* _Task details_
Word for word, restate every entry shown below.

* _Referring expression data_
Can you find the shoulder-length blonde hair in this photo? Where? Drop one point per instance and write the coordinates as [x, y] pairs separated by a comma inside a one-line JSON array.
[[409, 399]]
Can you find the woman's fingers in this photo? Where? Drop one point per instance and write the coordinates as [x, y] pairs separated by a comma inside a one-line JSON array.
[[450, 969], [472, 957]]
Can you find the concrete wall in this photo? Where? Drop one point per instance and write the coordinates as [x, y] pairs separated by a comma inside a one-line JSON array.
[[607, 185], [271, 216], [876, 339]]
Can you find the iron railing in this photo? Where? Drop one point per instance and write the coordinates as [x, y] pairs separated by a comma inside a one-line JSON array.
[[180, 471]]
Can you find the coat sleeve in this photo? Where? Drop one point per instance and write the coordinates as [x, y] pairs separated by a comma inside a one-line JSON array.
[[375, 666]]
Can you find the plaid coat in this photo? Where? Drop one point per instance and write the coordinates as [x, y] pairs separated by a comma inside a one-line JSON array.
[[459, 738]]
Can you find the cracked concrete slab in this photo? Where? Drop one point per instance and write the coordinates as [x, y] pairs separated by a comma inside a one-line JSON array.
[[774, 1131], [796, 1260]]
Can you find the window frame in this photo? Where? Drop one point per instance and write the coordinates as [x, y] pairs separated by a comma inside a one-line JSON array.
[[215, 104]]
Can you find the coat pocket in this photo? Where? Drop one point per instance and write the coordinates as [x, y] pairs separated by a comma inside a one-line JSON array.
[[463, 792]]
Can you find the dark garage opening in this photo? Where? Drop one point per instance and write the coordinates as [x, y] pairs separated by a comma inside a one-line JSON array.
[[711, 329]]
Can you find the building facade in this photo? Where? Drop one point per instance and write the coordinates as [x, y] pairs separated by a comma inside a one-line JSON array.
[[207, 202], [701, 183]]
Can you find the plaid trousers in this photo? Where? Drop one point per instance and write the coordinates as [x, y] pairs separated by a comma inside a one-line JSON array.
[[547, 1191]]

* _Your response_
Can you find the shoulder-length blonde hair in this photo? Where? Drop one point per instance and write the coordinates as [x, y] pairs separated by a comma inside a one-line JSON array.
[[409, 399]]
Can you find the woman's fingers in this photo? Where? Drop one point per instance and write the coordinates as [x, y] pairs separated by a comma inside a one-line JSON array.
[[450, 969], [472, 957]]
Can you find the concrete wall in this photo? Where? Drop one point per instance and write the coordinates as [x, y] pairs separated by a comma inside a one-line JSON array.
[[607, 185], [271, 216], [876, 339]]
Can you find the iron railing in this photo? Where? Drop one point per instance and write the coordinates as [x, y] pairs separated by a comma inside a one-line JSON array.
[[180, 471]]
Can you find the coat sleeve in this photo? Where? Drop one point per instance and write the coordinates as [x, y] pairs separated by a comma inside a one-line JSON array.
[[375, 666]]
Can you find the plaid coat in this photo? Where? Drop one point per instance and write the coordinates as [x, y] pairs separated by a comma inside a one-line JSON array.
[[459, 738]]
Can you find the cracked concrete slab in this photo? Where? Drop one point per instance and write the coordinates as [x, y] pairs separated by a comma inside a one-line JSON array.
[[774, 1131], [796, 1260]]
Can you find the window frame in this photo? Where? Drop one point per instance and write the coordinates as [x, y] pairs separated by a comma inside a one-line JSON array.
[[215, 104]]
Can you find the coat pocket in this photo? Where? Drop one point per instance and write the coordinates as [x, y] pairs separated by a comma inside a one-line JSON array.
[[463, 792]]
Can you find the dark garage opening in this photo? Where? Drop one point per instance and write the coordinates as [x, y] pairs separated by a comma inside a one-line JSON array.
[[711, 329]]
Can you find the building facade in this photo? Where? Drop one point per instance and write the coordinates as [x, y] pairs separated by a comma inside a one-line JSON array.
[[207, 202], [701, 183]]
Can you find the plaid trousers in this photo? Where? Drop one point per instance and write the coordinates as [x, y] pairs separated by a comma inside a one-line JSON array.
[[547, 1191]]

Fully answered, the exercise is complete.